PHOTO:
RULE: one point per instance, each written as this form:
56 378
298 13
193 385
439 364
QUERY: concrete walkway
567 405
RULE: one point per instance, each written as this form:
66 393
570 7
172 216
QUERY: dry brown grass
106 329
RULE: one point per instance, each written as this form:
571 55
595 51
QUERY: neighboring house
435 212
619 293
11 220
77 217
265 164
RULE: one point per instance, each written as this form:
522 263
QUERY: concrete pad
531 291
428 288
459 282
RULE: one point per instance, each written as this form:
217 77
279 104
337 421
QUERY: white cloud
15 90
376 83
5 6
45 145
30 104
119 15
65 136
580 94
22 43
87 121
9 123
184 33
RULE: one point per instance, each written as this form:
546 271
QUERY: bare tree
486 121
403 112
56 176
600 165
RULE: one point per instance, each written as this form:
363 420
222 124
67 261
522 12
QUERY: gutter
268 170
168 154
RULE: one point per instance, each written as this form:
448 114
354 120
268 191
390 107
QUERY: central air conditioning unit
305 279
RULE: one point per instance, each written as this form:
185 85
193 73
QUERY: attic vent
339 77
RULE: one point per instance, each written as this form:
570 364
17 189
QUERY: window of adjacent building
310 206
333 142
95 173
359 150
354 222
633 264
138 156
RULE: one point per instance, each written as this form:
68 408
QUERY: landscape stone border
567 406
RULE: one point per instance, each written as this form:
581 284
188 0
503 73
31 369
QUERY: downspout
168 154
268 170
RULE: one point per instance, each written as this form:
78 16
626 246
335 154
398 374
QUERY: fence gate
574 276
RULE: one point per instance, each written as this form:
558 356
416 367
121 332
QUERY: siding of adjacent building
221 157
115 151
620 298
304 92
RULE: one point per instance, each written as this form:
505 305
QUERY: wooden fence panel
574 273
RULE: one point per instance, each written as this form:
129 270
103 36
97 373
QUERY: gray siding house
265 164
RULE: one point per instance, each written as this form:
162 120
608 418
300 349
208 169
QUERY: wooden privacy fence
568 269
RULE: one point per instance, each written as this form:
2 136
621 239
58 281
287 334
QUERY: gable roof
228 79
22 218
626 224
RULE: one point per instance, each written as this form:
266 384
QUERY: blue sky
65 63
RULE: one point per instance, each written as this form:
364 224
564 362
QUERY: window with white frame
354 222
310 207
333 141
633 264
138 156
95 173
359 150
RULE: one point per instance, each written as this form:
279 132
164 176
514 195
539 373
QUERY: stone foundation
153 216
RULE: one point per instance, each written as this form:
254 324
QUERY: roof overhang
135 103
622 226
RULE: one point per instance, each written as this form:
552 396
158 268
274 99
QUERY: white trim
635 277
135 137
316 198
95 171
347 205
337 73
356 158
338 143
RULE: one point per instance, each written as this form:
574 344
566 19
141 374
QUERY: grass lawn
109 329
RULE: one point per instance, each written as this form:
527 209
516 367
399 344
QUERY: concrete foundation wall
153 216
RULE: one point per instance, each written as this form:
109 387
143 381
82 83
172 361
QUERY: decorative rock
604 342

◆ **DESCRIPTION OF THE TASK**
Repeat the data precisely, reproducing every entry.

◆ **SOLUTION FOR THIS TASK**
PHOTO:
RULE: one point per instance, each written as this form:
56 378
298 13
193 385
439 364
QUERY: concrete walkway
567 405
RULE: one point per instance, each written as this form:
66 393
570 7
172 216
QUERY: dry brown grass
106 329
RULE: one point per instance, each written as this form:
571 55
595 51
QUERY: neighboring house
435 212
619 293
11 220
77 217
265 164
RULE: one point per instance, each written as this form:
522 263
QUERY: concrete pad
531 291
428 288
459 282
RULE: one point per instance, each written as this form:
217 77
279 104
337 421
QUERY: white cloud
15 90
376 83
5 6
45 145
30 104
119 15
65 136
580 94
22 43
87 121
9 123
184 33
RULE: one point per instance, each written as this form:
546 271
QUERY: bare tree
486 121
403 112
56 176
600 165
RULE: one point per instance, each written as this form:
363 420
222 124
67 261
522 12
QUERY: gutter
268 170
168 154
RULE: one point per instance, each written as this form:
448 114
354 120
268 191
390 107
QUERY: central air conditioning unit
305 279
RULE: one point per instance, each written as this form:
185 85
193 73
QUERY: attic vent
339 77
RULE: one point per instance, each written as this form:
570 364
17 189
QUERY: window of adjacent building
310 206
333 142
95 173
359 150
354 222
633 264
138 156
RULE: one point per instance, each written as this form:
68 408
QUERY: landscape stone border
567 406
RULE: one point per instance, each written as this form:
581 284
188 0
503 73
31 369
QUERY: downspout
168 154
268 170
RULE: one point per instance, each written as this form:
78 16
626 246
335 154
398 374
QUERY: fence gate
574 276
RULE: one point per instance, each written as this form:
558 356
416 367
121 332
QUERY: siding of adjacent building
221 157
115 151
620 298
304 92
RULE: one point per instance, each written as this form:
505 305
QUERY: wooden fence panel
574 273
RULE: one point per instance, each written as this form:
129 270
103 36
97 373
QUERY: gray siding house
265 164
RULE: one point per instance, each written as this form:
162 120
608 418
300 349
208 169
QUERY: wooden privacy fence
568 269
RULE: one point per instance, each written as this form:
2 136
621 239
58 281
287 334
QUERY: gable roof
228 79
22 218
626 224
RULE: one point per instance, each written as this form:
266 384
QUERY: blue sky
65 63
RULE: one point per instance, each written as this form:
364 224
564 362
QUERY: window with white frame
354 222
310 207
333 141
633 264
138 156
95 173
359 150
RULE: one point per instance, each written as this form:
279 132
164 176
514 195
539 373
QUERY: stone foundation
153 216
RULE: one point per instance, each written as this form:
254 324
QUERY: roof overhang
135 103
622 226
RULE: one point per instance, each written as this form:
552 396
158 268
274 99
QUERY: white trim
635 277
135 137
316 198
95 171
347 205
337 73
356 158
338 143
RULE: one point per instance, each written as this form:
574 344
566 19
141 374
QUERY: grass lawn
109 329
RULE: one point per instance, each written as this form:
527 209
516 367
399 344
QUERY: concrete foundation wall
153 216
RULE: one point per instance, each written as this form:
109 387
143 381
82 83
172 361
QUERY: decorative rock
604 342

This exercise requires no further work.